When our fears medicalised, safety culture leads to a lack of judgement and responsibility, says leading sociologist.

Student demands for ‘safe spaces’ in universities are the “functional equivalent” of what right-wing Republicans are looking for when Donald Trump promised to build a wall on the Mexican border, according to leading sociologist Frank Furedi.  The Emeritus Professor of Sociology at the University of Kent was speaking today at the Edinburgh International Book Festival, while promoting his new book How Fear Works.

“In the 21st century, safety has become a sacred value,” he explained. “Safety has become such a powerful metaphor that we internalise it; it stifles political debate, with the Left and the Right having their own ways of searching for safety.

“People don’t realise that, in many respects, the quarantine demanded in universities to insulate students from insecurity and anxiety – their inability to deal with moral challenges – is a functional equivalent of what right-wing Republicans are into when they demand their Wall.”

According to Furedi, what we fear has changed from one era to the next. “When I think of my grandparents, their fear was of being unemployed, of not having a pension; when I think of my parents, their fear was basically of a nuclear war between Russia and America. In the 21st century, fear has become totally promiscuous; there is no longer a single fear that unites us.”

Not only that, but we increasingly face fears – be they global terrorism, financial collapse, or global warming – without the “traditional tools” of theology or philosophy.

“Especially since the early 20th century, fear has become an issue that is primarily dealt with by psychology,” Furedi said. “As you medicalise fear, the meaning of fear changes completely. The more we medicalise fear, the less we are able to deal with the threats that confront us, the more incapacitated we become.”

________________

:: Directions ::
- a) Answer these questions using the article on Frank Furedi's remarks about fear and safety:
(i) At which event was Furedi speaking?
(ii) According to Furedi, what did his parents fear?
(iii) Since when, in his account, has fear been dealt with primarily by psychology?
- b) Print the part of the article on Furedi's remarks about fear, starting at "When our fears" and ending at "How Fear Works.".

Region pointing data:
________________

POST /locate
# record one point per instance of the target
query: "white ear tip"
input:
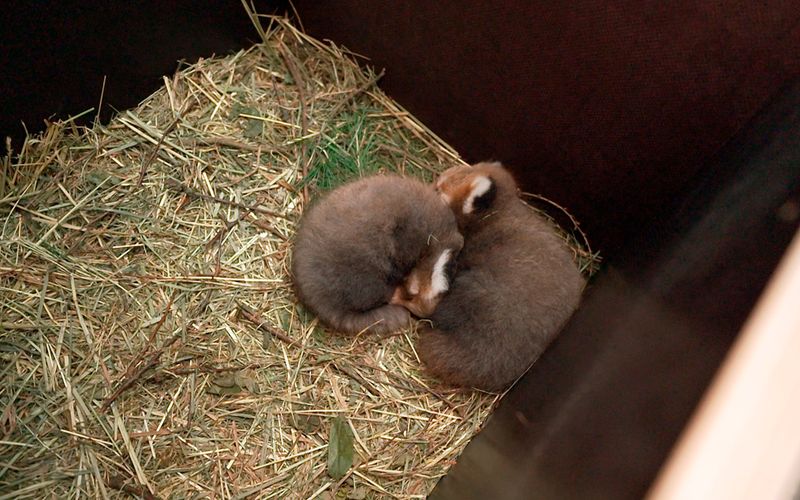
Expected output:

________________

:: Exercise results ::
- a)
(i) The Edinburgh International Book Festival.
(ii) A nuclear war between Russia and America.
(iii) Especially since the early 20th century.

- b)
When our fears medicalised, safety culture leads to a lack of judgement and responsibility, says leading sociologist.

Student demands for ‘safe spaces’ in universities are the “functional equivalent” of what right-wing Republicans are looking for when Donald Trump promised to build a wall on the Mexican border, according to leading sociologist Frank Furedi.  The Emeritus Professor of Sociology at the University of Kent was speaking today at the Edinburgh International Book Festival, while promoting his new book How Fear Works.